Items listed in a dataset:
>>>
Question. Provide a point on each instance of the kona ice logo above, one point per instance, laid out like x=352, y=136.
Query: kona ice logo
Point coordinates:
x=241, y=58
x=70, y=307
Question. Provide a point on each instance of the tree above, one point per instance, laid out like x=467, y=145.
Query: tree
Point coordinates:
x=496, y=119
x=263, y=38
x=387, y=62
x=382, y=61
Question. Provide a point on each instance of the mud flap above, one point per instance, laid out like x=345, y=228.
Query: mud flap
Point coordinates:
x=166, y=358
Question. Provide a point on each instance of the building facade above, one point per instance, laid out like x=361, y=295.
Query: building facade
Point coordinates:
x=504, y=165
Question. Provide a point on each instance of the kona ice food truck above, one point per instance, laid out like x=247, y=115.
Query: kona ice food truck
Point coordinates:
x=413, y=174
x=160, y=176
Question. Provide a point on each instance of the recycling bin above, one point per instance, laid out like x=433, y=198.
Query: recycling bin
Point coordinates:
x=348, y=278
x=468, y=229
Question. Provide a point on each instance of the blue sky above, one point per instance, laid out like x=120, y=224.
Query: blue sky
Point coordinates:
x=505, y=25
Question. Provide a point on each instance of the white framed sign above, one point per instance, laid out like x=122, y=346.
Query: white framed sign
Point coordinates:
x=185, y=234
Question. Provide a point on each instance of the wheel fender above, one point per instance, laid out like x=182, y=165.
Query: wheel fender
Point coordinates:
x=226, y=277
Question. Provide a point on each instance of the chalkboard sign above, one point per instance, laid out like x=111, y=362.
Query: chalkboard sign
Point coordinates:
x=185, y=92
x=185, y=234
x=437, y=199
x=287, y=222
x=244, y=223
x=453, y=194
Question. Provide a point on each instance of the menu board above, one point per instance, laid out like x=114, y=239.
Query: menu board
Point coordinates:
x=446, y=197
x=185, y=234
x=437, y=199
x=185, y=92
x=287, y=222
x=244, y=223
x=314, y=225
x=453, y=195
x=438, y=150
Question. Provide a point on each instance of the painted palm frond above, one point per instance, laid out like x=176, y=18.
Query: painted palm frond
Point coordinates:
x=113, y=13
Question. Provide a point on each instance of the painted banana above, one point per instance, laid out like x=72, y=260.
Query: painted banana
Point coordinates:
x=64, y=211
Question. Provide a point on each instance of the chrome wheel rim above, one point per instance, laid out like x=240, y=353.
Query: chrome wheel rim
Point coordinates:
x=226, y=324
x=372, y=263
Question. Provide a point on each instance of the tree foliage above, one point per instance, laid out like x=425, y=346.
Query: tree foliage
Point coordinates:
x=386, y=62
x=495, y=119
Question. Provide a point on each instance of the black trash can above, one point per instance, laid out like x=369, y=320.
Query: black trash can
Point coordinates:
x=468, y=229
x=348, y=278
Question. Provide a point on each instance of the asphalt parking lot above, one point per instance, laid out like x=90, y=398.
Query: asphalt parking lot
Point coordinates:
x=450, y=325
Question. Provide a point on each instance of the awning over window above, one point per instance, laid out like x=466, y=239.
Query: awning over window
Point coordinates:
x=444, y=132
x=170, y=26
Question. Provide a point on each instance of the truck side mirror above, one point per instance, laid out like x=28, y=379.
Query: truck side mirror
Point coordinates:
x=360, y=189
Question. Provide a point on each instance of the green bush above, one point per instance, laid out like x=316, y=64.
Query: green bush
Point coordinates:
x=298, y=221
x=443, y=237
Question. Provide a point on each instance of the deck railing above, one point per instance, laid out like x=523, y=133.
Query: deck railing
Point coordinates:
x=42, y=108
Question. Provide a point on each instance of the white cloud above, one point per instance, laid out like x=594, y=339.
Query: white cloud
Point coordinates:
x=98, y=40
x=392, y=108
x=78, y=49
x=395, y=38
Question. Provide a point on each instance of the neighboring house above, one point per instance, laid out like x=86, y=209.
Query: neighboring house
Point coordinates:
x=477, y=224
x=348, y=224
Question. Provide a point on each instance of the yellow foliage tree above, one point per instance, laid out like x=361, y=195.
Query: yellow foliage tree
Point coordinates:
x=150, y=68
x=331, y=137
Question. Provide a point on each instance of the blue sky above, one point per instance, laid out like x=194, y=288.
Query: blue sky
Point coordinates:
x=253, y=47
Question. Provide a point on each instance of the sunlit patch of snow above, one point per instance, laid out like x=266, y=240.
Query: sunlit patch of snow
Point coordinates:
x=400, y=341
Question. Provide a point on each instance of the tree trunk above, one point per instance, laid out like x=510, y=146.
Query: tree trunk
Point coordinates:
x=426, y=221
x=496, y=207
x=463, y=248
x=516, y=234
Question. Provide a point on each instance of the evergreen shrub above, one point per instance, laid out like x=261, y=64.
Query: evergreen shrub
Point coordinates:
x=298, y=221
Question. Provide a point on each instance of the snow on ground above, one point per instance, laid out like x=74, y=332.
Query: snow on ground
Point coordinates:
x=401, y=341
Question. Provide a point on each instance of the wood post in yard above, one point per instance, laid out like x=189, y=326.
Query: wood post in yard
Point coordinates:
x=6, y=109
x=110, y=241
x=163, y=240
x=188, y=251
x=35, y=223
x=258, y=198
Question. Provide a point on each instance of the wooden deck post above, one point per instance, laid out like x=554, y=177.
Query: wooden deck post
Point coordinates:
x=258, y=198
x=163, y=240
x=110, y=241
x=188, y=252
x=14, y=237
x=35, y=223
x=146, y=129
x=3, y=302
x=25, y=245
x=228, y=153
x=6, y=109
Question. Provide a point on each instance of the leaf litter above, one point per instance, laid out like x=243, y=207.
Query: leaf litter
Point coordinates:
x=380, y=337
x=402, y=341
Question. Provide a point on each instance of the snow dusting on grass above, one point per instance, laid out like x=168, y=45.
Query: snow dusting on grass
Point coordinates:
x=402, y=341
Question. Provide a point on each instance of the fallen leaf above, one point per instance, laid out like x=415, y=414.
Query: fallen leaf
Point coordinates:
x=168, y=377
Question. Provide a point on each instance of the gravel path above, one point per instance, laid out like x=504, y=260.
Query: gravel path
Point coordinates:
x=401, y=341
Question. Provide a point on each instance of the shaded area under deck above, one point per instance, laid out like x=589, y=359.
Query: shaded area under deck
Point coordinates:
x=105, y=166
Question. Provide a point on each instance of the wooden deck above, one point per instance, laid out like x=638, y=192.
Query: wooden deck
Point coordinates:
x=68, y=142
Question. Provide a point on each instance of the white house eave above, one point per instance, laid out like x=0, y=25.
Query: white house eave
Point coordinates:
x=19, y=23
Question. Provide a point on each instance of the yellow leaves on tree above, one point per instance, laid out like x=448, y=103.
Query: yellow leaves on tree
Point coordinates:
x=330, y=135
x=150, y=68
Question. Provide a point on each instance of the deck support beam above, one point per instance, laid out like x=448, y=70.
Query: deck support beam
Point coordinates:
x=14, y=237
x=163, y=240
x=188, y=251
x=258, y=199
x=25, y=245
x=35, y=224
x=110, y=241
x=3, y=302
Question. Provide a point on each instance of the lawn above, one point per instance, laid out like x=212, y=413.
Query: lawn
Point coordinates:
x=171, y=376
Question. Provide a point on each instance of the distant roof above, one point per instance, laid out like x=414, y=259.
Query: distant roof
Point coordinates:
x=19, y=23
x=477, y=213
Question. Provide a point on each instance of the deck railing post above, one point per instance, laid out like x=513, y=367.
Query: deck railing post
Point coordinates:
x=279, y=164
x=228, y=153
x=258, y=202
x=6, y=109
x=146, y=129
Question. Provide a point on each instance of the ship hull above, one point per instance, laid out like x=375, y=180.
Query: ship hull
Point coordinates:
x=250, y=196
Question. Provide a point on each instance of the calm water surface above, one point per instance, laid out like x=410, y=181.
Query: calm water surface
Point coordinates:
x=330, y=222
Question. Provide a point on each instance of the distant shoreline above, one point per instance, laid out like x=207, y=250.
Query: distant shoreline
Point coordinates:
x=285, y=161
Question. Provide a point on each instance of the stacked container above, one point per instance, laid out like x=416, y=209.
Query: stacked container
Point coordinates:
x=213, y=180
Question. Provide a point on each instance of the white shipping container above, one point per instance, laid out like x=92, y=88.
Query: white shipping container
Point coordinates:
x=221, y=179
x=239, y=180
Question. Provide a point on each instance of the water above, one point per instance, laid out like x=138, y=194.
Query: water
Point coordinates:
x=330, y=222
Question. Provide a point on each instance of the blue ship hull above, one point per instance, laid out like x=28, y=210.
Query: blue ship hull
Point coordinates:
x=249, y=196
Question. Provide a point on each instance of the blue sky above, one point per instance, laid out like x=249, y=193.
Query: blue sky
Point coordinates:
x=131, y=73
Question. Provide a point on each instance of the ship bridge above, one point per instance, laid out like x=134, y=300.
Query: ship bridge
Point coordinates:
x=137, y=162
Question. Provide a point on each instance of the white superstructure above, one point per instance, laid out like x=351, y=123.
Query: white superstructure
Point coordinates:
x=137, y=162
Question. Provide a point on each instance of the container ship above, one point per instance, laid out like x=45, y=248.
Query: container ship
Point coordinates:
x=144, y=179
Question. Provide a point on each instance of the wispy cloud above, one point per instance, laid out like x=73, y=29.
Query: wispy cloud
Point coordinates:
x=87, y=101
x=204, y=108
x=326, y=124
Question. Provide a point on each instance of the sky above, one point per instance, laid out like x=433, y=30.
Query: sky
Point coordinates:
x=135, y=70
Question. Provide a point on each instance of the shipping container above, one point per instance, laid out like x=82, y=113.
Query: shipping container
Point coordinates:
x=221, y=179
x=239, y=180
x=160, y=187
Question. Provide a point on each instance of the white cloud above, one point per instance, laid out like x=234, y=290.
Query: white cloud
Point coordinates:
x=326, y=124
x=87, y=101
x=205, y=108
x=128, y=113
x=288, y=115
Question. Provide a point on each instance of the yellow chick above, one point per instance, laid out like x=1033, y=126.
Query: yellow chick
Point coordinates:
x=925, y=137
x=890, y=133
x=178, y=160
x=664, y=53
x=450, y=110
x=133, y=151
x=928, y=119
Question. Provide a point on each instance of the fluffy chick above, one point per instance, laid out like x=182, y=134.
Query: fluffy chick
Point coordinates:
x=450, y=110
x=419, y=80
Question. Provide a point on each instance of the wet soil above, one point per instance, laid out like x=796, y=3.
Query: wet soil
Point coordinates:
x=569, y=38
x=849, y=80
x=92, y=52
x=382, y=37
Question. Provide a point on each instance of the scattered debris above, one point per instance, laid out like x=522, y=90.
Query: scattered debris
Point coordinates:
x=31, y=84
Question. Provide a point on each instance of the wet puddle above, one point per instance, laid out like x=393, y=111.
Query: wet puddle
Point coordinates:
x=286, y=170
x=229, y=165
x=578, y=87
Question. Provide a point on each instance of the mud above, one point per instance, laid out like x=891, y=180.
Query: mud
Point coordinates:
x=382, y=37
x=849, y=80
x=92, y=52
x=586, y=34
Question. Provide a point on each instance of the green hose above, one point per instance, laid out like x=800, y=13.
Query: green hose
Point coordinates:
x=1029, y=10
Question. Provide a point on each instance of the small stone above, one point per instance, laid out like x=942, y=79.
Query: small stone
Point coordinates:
<<<
Reproduce, unchanged, everything in the items above from the line containing "like x=351, y=123." down to the line containing "x=135, y=70", including both of those lines.

THE ANSWER:
Question. Provide a point on each instance of the white superstructure above, one point per instance, laid out like x=351, y=123.
Query: white superstructure
Point coordinates:
x=137, y=162
Question. Provide a point on each instance of the container ship above, one point per instance, laid out like x=45, y=248.
Query: container ship
Point coordinates:
x=144, y=179
Question. Provide a point on each instance of the wispy cloud above, one point per instance, laid out like x=73, y=29.
Query: wispy cloud
Point coordinates:
x=87, y=101
x=204, y=108
x=326, y=124
Question. Provide a point on each instance of the sky above, one point per instance, laid out like x=433, y=30.
Query: sky
Point coordinates:
x=135, y=70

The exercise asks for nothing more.